**Exercise directions**: Would you please give all the lines below again, exactly as they stand?

**Provided records**:
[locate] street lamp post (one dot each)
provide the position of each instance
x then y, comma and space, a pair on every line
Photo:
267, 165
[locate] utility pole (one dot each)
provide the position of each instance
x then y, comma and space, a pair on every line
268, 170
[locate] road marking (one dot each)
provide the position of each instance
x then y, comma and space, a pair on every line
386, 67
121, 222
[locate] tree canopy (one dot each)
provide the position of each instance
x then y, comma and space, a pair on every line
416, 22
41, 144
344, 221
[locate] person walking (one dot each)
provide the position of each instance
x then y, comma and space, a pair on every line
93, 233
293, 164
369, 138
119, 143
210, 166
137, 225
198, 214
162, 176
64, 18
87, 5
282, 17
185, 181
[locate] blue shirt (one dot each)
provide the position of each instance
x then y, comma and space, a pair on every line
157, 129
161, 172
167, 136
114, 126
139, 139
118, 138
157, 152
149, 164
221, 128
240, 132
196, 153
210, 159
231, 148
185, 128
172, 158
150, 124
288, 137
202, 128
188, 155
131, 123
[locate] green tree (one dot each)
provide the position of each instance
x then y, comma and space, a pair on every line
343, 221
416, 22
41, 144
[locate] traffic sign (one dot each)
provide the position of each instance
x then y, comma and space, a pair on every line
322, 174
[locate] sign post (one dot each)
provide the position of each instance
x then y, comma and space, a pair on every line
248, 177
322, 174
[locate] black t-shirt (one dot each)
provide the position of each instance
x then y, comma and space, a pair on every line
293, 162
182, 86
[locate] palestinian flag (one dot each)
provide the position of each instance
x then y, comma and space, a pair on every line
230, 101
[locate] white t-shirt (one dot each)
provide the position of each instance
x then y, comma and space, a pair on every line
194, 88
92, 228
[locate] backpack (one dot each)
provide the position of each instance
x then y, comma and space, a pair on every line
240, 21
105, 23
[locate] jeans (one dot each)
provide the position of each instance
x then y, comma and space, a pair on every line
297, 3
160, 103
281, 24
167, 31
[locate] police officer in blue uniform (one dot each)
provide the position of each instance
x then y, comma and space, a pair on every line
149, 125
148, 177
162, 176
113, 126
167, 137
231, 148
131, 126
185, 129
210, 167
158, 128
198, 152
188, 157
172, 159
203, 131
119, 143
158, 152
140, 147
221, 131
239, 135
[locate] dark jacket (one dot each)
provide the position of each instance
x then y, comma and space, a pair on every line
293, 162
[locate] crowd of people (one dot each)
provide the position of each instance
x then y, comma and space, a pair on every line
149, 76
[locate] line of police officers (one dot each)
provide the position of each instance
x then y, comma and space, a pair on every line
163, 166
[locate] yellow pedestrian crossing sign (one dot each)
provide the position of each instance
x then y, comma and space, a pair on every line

**Result for this exercise**:
[locate] street lamp post (one dot each)
provide the position of each instance
x then y, comma and space, a pair on every line
Photo:
267, 165
[locate] utility pole (one dot each)
provide the position of each instance
x then y, comma and space, a pair on every line
268, 170
[locate] road marking (one dot each)
provide the position of each instance
x then y, comma and space, a pair on every line
386, 67
121, 222
[locate] tree canopy (one dot each)
provide the position of each instance
x then y, comma and space, a pair on every line
416, 22
41, 144
344, 221
[locate] person walking (one dot each)
provide the position of each instance
x then y, comma and space, a pair on every line
93, 233
293, 164
369, 138
119, 143
210, 166
137, 225
198, 214
162, 176
64, 18
87, 5
282, 17
185, 181
[locate] blue shirt (one dot each)
provide the position of each instance
x then y, comma and space, a pair on every line
157, 129
161, 172
167, 136
114, 126
139, 139
118, 138
157, 152
149, 164
221, 128
240, 132
196, 153
210, 159
231, 148
185, 128
172, 158
150, 124
288, 137
202, 128
188, 155
131, 123
[locate] green tree (one dot each)
provide the position of each instance
x then y, comma and space, a pair on every line
343, 221
416, 22
41, 144
[locate] traffic sign (one dot each)
provide the position of each instance
x then y, comma and space, a pair on every line
322, 174
[locate] sign post (one dot each)
provide the position of each instance
x then y, comma and space, a pair on every line
248, 177
322, 174
[locate] black t-shirt (one dot each)
provide the position of each instance
x then y, comma and space, a pair on every line
293, 162
182, 86
[locate] palestinian flag (one dot each)
provide the position of each instance
x then y, comma and space, a pair on every line
230, 101
[locate] white t-shirt (one dot each)
provide the position of each instance
x then y, comma and space, a pair on every line
194, 88
92, 228
[locate] backpack (one dot each)
provide the position of each instance
x then y, comma and space, a pair on every line
240, 21
105, 23
[locate] jeans (one dot each)
provide the position of each instance
x then y, comma and space, a pair on every line
297, 3
160, 103
281, 24
167, 31
[locate] police officer in blue uniform (one dot each)
provide the position of each instance
x then y, comma and space, a pair on every line
149, 125
148, 177
162, 176
113, 126
167, 137
231, 148
131, 126
185, 129
210, 167
158, 128
198, 152
188, 157
172, 159
203, 131
119, 143
158, 152
140, 147
221, 131
239, 135
[locate] dark jacket (one dot each)
provide the position of each instance
x then y, comma and space, a pair on every line
293, 162
[locate] crowd of people (one dot each)
provide the position of each instance
x then y, comma and space, a pair on every line
149, 76
[locate] line of police officers (one dot each)
provide the position of each instance
x then y, comma and space, a pair on every line
163, 166
[locate] yellow pedestrian crossing sign (one dot each)
provide the position of each instance
x then y, comma and space, a pair on every line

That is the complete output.